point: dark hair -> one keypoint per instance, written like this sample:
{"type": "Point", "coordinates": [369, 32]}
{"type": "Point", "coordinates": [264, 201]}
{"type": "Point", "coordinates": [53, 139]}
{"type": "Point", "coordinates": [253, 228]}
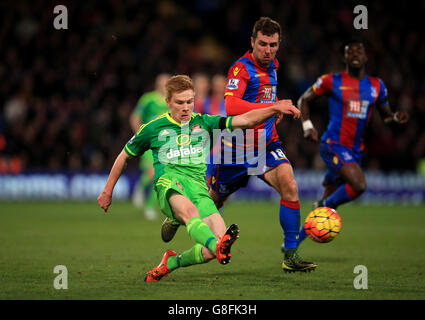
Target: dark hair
{"type": "Point", "coordinates": [350, 41]}
{"type": "Point", "coordinates": [267, 26]}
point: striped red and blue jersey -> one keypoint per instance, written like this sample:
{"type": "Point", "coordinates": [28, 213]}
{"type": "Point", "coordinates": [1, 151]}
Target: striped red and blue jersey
{"type": "Point", "coordinates": [253, 83]}
{"type": "Point", "coordinates": [351, 103]}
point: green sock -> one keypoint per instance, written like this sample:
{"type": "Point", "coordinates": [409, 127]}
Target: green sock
{"type": "Point", "coordinates": [201, 233]}
{"type": "Point", "coordinates": [187, 258]}
{"type": "Point", "coordinates": [151, 200]}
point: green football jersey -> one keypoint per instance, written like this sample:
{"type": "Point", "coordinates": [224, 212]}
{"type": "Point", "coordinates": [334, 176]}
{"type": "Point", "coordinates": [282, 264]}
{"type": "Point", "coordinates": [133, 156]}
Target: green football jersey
{"type": "Point", "coordinates": [178, 148]}
{"type": "Point", "coordinates": [150, 105]}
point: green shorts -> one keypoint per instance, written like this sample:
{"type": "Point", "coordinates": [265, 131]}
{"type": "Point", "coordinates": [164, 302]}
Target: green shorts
{"type": "Point", "coordinates": [194, 190]}
{"type": "Point", "coordinates": [146, 161]}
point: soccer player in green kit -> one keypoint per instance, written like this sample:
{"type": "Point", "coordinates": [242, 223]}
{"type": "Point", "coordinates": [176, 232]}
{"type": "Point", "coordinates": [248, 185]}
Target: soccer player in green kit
{"type": "Point", "coordinates": [180, 143]}
{"type": "Point", "coordinates": [150, 105]}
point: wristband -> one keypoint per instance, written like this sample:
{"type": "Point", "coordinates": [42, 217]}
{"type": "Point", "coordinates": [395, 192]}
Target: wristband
{"type": "Point", "coordinates": [395, 118]}
{"type": "Point", "coordinates": [307, 125]}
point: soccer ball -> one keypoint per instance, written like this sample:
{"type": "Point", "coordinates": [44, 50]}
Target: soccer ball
{"type": "Point", "coordinates": [323, 224]}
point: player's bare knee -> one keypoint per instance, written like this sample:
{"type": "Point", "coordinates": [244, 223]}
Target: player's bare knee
{"type": "Point", "coordinates": [289, 190]}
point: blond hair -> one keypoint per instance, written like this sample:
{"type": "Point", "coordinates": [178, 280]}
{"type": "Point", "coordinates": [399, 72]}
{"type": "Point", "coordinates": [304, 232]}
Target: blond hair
{"type": "Point", "coordinates": [177, 84]}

**ISTRUZIONI DEL COMPITO**. Riscrivi solo le righe che partono da quella contenente "point: soccer ball" e arrivano alla fine delle voci, entrambe incluse, con le richieste. Sposta di -142 ogni numero delle coordinate nelle risposte.

**RISULTATO DEL COMPITO**.
point: soccer ball -> one keypoint per instance, written like this sample:
{"type": "Point", "coordinates": [44, 50]}
Target: soccer ball
{"type": "Point", "coordinates": [181, 82]}
point: player's bare knee -> one keypoint per instance, written like this sample:
{"type": "Point", "coordinates": [244, 223]}
Target: player's bare knee
{"type": "Point", "coordinates": [147, 48]}
point: blond hair -> one keypoint per instance, written like this sample:
{"type": "Point", "coordinates": [178, 280]}
{"type": "Point", "coordinates": [399, 72]}
{"type": "Point", "coordinates": [304, 232]}
Target: blond hair
{"type": "Point", "coordinates": [35, -58]}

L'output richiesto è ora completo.